--- TASK TO COMPLETE ---
Give the data below again, word for word.

[Stored dataset items]
-*-
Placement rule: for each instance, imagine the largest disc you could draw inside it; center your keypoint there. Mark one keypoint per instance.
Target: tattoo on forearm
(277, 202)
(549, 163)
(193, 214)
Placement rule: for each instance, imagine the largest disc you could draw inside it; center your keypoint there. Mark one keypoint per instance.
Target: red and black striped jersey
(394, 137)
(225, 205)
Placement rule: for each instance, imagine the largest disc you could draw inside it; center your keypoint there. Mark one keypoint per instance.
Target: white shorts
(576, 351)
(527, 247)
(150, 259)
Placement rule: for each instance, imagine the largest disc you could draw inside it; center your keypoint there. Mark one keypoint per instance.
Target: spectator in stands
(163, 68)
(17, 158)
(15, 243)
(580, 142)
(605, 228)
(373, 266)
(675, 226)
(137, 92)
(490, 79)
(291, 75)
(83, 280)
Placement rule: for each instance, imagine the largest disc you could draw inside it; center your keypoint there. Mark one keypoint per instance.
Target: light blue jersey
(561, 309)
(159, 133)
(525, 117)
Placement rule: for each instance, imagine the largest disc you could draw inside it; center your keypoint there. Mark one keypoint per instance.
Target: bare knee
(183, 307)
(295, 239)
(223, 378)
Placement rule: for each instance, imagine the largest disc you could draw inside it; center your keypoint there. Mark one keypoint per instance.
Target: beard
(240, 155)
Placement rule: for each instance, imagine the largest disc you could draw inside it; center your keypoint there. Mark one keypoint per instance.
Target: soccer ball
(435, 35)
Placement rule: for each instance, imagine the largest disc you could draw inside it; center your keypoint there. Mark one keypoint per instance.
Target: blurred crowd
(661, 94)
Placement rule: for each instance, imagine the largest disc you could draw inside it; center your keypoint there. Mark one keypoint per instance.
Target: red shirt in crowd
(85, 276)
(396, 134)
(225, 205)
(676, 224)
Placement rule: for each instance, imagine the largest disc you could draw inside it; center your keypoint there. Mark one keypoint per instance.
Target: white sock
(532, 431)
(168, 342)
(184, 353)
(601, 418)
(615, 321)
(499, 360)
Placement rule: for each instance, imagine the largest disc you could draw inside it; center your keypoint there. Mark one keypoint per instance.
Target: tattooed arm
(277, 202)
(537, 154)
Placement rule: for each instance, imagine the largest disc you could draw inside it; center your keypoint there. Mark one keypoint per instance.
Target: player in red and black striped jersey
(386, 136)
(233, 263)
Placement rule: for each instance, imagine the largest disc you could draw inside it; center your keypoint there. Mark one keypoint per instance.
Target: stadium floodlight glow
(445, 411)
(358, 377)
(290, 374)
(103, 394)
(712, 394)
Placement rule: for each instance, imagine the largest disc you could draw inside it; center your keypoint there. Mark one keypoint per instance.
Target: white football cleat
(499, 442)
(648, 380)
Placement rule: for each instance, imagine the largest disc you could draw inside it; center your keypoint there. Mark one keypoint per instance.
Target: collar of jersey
-*-
--- REPLY TO THE EXERCISE ---
Placement rule: for each instance, imagine the largest disc you could draw inside it; center your keypoint there. Mark one keypoint per instance.
Target: tattoo on forearm
(277, 202)
(549, 163)
(193, 214)
Placement rule: for each instance, imagine the largest disc you could draw inside it; center your keypoint there. Mark one keypoint per instance.
Target: red and black striped jersey
(394, 137)
(225, 205)
Placement rule: for each instance, imagine the largest disc you could draw inside it; center your keypoint there. Mark one keypoint per instance.
Target: white shorts
(576, 351)
(527, 247)
(150, 259)
Placement rule: for each instance, imagine the largest disc you could draw inside it; center your keypoint there. Mark one keypoint per instance.
Target: spectator in stands
(163, 68)
(17, 158)
(15, 243)
(580, 142)
(605, 228)
(373, 266)
(675, 226)
(137, 92)
(490, 79)
(291, 75)
(83, 280)
Placement rule: for each instance, imagine the largest disc you could draw inside it; center your keypoint there. Mark one keypoint per instance.
Target: light blue jersey
(561, 309)
(159, 133)
(525, 117)
Placement rule: for each instance, imagine the largest disc you could draw inside it; center your keypoint there. Mark one keypoint per instance.
Target: bare knee
(183, 307)
(295, 239)
(223, 378)
Placement rule: for each instance, imagine the largest disc you could draw inside it; center your keypoint there. Mark one keypoint per instance.
Target: beard
(240, 155)
Placement rule: for each instance, imagine the largest disc you could draw inside it; center your keypoint there. Mark one keypoint per instance.
Target: soccer ball
(435, 35)
Placement rule: for each instance, imagine the largest disc you could draw inside it; center your keypoint there. Mark one keypoint per instance.
Target: blurred crowd
(661, 94)
Placement rule: for each instance, imagine the largest disc you could draw inside it; center your keypoint there. Mark one keypoint per instance.
Target: red shirt in crowd
(85, 276)
(396, 134)
(225, 205)
(676, 224)
Placement rule: for each instance, imagine the largest disc you could draw inside it; center your keypoint there. Mark one keypoint per instance.
Target: white sock
(532, 431)
(168, 342)
(184, 353)
(601, 418)
(615, 321)
(499, 360)
Placement rule: for each instance, imagine the largest disc you could draw inside it; center your keypoint there. Mark one keypoint per instance.
Target: tattooed arm
(277, 202)
(537, 154)
Placement rule: for each instance, imagine the largest disc you could draw inside it; center your keypoint there. Mark one keypoint per instance.
Target: player in red and black striped jersey
(386, 136)
(233, 263)
Placement rule: for each instance, imagine the largest disc you could draw inside it; center your keypoint there. Mark one keypoint per instance.
Target: stadium floodlight glow
(445, 411)
(358, 377)
(290, 374)
(103, 394)
(712, 394)
Placement rule: for each instance, imagine the largest disc you could draw inside it; center your keypoint there. Mark one keypoint per instance.
Target: white football cleat
(499, 442)
(648, 380)
Placement rule: for each instance, imagine the largest disc you could draw inside it; center your keypoint there. Mark one keypoint per instance.
Target: collar of jersey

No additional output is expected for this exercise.